* Given instruction: Copy out every line below that contains the word "parked". Case matters: copy only lines where the capital and lowercase letters match.

* Materials provided:
+ + + + +
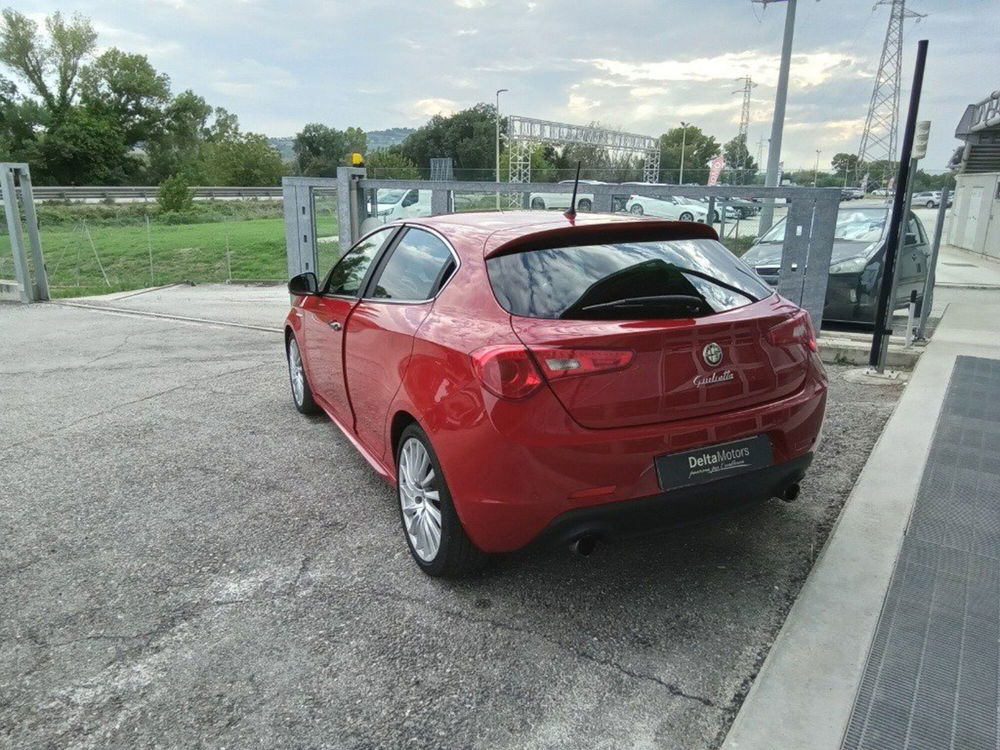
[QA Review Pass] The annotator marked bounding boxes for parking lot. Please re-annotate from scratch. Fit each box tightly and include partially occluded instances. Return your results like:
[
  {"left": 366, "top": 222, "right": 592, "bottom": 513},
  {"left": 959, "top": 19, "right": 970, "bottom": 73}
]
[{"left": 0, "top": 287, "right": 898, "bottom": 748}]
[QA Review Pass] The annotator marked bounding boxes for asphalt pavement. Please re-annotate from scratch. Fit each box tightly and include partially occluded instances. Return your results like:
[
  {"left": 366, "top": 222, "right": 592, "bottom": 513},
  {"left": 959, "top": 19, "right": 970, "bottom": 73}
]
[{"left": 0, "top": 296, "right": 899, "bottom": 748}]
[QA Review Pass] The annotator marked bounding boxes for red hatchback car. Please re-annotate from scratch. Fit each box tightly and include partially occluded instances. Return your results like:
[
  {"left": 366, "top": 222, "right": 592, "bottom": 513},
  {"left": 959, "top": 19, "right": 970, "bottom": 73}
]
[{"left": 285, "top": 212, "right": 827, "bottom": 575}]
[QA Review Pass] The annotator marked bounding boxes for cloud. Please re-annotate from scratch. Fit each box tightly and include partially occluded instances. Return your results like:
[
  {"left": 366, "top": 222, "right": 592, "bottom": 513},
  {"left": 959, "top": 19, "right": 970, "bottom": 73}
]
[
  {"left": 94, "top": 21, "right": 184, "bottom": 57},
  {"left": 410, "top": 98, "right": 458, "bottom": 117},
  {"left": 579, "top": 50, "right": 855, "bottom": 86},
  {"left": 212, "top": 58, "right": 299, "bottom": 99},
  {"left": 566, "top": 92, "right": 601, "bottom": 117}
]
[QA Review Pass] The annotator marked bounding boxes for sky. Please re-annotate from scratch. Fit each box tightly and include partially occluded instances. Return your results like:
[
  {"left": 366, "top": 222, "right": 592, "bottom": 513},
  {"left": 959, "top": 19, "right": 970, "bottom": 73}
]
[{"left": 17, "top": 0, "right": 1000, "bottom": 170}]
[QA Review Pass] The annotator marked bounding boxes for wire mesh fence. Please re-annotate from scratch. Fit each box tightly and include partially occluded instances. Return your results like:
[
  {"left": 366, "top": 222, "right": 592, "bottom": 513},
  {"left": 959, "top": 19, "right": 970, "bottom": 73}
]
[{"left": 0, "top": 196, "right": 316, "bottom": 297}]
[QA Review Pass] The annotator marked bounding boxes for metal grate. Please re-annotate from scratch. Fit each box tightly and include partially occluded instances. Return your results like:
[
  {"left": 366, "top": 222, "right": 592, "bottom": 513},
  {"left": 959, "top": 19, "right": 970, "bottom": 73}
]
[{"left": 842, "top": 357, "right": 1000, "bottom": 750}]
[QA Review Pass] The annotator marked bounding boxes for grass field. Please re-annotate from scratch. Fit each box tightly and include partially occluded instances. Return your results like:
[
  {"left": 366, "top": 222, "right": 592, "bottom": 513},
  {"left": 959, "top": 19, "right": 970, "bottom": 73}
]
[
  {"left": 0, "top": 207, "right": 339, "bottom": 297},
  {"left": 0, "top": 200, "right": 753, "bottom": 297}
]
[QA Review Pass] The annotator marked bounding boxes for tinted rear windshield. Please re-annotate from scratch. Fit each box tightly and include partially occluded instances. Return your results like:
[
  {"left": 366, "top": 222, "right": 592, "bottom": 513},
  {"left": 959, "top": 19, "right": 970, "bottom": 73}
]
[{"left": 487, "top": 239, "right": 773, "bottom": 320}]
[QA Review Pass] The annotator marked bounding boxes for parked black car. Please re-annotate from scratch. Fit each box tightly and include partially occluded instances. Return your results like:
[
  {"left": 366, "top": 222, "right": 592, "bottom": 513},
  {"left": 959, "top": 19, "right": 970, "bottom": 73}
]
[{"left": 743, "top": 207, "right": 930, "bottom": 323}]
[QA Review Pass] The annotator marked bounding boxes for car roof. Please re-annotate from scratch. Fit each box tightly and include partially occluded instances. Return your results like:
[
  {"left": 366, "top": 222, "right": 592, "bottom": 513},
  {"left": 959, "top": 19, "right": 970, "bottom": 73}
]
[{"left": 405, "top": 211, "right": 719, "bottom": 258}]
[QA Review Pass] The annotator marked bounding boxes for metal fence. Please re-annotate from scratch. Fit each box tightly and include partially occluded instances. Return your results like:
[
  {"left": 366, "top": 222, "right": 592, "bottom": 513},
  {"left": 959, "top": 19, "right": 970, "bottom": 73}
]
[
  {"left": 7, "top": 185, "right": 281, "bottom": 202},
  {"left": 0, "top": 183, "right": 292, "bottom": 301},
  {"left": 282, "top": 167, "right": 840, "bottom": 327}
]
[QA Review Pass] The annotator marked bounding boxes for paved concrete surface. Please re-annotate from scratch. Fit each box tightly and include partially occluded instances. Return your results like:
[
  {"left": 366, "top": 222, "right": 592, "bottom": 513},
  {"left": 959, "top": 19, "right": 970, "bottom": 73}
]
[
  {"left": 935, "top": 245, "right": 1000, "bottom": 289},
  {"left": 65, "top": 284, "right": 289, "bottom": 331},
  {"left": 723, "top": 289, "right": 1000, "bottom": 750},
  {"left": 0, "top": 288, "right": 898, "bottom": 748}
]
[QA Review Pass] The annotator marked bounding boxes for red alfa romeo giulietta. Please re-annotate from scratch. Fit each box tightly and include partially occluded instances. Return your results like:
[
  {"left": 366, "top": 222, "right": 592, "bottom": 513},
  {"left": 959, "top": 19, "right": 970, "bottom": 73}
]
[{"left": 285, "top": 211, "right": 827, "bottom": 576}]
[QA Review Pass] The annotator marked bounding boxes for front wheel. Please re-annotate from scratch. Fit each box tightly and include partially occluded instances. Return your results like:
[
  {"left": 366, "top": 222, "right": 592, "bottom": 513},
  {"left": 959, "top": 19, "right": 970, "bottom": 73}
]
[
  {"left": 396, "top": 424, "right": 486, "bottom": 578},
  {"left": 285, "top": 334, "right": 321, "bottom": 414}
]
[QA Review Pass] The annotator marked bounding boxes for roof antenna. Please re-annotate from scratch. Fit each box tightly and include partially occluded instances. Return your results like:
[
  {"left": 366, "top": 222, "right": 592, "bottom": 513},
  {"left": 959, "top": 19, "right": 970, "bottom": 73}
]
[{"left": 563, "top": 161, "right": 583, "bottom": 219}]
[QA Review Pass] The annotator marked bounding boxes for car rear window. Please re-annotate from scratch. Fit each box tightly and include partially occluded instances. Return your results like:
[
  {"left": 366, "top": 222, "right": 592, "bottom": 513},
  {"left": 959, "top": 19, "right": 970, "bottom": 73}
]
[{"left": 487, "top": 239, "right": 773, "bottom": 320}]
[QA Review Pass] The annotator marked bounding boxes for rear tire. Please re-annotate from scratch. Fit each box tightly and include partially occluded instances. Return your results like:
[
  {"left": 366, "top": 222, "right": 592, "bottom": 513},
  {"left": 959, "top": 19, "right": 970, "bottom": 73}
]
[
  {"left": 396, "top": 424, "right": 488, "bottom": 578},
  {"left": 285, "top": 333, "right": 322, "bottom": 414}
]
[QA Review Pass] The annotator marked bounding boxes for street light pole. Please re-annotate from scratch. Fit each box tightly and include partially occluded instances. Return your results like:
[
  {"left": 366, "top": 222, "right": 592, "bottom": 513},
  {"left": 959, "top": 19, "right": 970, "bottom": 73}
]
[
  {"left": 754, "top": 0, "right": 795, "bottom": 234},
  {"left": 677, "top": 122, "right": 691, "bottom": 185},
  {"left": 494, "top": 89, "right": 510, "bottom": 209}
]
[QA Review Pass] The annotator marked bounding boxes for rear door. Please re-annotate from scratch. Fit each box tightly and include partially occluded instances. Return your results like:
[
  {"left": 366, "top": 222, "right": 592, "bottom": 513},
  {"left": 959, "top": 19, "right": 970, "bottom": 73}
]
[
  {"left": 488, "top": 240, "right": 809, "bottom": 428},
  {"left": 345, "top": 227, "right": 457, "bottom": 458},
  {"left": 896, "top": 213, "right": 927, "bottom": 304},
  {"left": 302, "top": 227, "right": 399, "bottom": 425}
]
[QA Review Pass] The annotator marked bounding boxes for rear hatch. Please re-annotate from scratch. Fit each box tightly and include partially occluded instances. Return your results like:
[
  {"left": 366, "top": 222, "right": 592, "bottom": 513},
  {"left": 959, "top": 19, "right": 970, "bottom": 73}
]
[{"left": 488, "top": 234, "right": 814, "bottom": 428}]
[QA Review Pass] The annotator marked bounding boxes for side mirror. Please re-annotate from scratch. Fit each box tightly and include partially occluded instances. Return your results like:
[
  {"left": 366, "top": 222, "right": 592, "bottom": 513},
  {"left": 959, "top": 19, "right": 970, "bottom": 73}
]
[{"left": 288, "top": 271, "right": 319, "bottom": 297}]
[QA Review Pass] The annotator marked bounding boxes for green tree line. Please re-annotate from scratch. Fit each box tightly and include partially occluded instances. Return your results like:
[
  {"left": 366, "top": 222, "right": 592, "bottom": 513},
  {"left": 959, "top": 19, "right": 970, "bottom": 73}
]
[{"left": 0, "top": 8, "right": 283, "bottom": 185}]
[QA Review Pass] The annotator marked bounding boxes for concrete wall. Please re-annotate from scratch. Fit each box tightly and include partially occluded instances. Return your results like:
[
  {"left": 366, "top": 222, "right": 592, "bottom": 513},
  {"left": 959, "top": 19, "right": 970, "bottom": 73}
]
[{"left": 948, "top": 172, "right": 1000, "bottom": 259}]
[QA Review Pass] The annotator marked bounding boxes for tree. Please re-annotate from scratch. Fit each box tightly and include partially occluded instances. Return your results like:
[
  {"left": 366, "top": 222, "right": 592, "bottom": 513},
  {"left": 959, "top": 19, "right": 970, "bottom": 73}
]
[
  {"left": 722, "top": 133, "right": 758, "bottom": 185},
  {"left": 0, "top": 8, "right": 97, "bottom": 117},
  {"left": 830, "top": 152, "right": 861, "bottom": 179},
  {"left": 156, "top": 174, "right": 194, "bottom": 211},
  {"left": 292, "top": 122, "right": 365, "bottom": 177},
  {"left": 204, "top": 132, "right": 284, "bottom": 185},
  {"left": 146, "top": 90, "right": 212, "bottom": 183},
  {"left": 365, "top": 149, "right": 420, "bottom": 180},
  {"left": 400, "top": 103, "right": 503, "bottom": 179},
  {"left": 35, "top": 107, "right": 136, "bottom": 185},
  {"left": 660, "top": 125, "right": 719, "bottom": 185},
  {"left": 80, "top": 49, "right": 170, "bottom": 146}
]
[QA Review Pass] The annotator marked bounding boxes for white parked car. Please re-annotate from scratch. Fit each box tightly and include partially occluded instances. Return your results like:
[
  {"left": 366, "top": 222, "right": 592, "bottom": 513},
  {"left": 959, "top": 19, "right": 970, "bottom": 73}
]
+ + + + +
* Written answer:
[QA Review Pass] The annotator marked bounding boxes for parked black car. Please re-annotate from scratch. Fit each box tightly and include partially occluded instances. Return your results like:
[QA Review Pass] The annotator marked bounding boxes for white parked car. Please re-annotate from scratch. Fit each box tightly and include partially occluded instances. Return your results like:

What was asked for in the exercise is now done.